■ TASK DETAILS:
Each record is to be copied exactly as written.

*-*-*

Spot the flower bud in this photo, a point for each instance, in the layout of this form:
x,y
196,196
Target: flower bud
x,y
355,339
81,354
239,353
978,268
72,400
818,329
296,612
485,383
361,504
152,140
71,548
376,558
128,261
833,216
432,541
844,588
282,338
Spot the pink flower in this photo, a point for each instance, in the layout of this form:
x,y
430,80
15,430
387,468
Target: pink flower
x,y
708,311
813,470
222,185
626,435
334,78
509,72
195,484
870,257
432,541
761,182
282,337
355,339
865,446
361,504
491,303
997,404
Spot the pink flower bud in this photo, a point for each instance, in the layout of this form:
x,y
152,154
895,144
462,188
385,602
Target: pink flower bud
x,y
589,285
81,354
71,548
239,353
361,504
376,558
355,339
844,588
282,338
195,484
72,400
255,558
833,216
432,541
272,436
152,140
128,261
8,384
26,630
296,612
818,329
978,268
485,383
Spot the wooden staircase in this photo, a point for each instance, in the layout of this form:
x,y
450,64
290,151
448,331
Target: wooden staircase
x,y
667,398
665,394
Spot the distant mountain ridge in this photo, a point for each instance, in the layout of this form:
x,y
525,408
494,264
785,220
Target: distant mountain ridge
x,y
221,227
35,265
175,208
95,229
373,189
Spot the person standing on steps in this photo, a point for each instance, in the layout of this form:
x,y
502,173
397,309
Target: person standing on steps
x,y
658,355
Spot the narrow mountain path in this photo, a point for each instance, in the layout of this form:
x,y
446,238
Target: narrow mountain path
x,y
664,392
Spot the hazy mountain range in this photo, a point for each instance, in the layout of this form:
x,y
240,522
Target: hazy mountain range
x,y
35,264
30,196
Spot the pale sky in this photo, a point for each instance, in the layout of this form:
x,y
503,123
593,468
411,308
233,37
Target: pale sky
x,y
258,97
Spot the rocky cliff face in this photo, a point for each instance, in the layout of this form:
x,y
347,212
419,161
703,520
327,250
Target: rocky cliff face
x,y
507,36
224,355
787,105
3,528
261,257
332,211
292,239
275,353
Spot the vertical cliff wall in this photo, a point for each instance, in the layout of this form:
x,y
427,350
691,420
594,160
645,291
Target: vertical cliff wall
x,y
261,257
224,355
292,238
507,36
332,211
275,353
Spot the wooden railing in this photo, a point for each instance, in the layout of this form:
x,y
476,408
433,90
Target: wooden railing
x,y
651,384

*-*-*

■ EXERCISE RESPONSE:
Spot the flower bud in this photo, a point for each instance, in the layout of this form:
x,y
196,196
Target: flower bud
x,y
355,339
81,354
239,353
978,268
72,400
818,329
296,612
485,383
361,504
152,140
71,548
376,558
128,261
833,216
432,541
844,588
282,338
Spot the pink flower in this photo, a point for each instance, in the layout of this form:
x,y
430,80
15,430
387,468
Target: pink flower
x,y
708,311
813,470
222,185
626,435
334,78
509,72
195,484
870,257
432,541
761,182
282,337
355,339
865,446
361,504
491,303
997,404
Spot the pink flower bud in this photo, a point for each instance, in the layout of this form:
x,y
152,154
895,144
462,188
385,602
Target: pink flower bud
x,y
589,285
81,354
71,548
239,353
361,504
376,558
355,339
844,588
282,338
195,484
72,400
255,558
833,216
432,541
272,436
152,140
128,261
8,384
26,630
296,612
818,329
978,268
485,383
Spot the wooden staircase in this photo, a point for each instance, in the layout of this form:
x,y
450,64
290,151
448,331
Target: wooden staircase
x,y
667,398
665,394
Spot the distant mountain ridge in this photo, a point for each instance, in the layout of this form:
x,y
525,408
494,264
785,220
Target: distant mountain ridge
x,y
221,227
35,265
175,208
95,229
373,189
Spot the person standing on steps in this photo, a point for each instance, in the layout of this form:
x,y
502,173
397,309
Target: person standing on steps
x,y
658,355
Spot the narrow mountain path in this photo, a point for each instance, in the layout of this form:
x,y
446,238
Target: narrow mountain path
x,y
664,392
Spot the hazy mountain range in this photo, a point for each instance, in the layout of this form:
x,y
240,522
Target: hazy mountain range
x,y
35,264
30,196
Spot the pale sky in this photo, a point for each instance, in the layout of this form:
x,y
503,123
593,468
411,308
233,37
Target: pale sky
x,y
258,97
Spot the rocky cliff face in this photo, a point for each instance, in the layout of this form:
x,y
347,212
419,161
703,520
327,250
Target: rocky cliff face
x,y
507,36
224,355
787,105
3,528
261,257
332,211
292,239
275,353
Spot the vertical cliff wall in this photo, a point for each instance, in the layout of this form:
x,y
427,350
691,420
594,160
645,291
Target: vertical cliff wall
x,y
261,257
224,355
292,238
507,36
332,211
275,353
Spot the wooden railing in this photo, a point for each instance, in the layout of this form:
x,y
476,408
433,90
Target: wooden railing
x,y
651,384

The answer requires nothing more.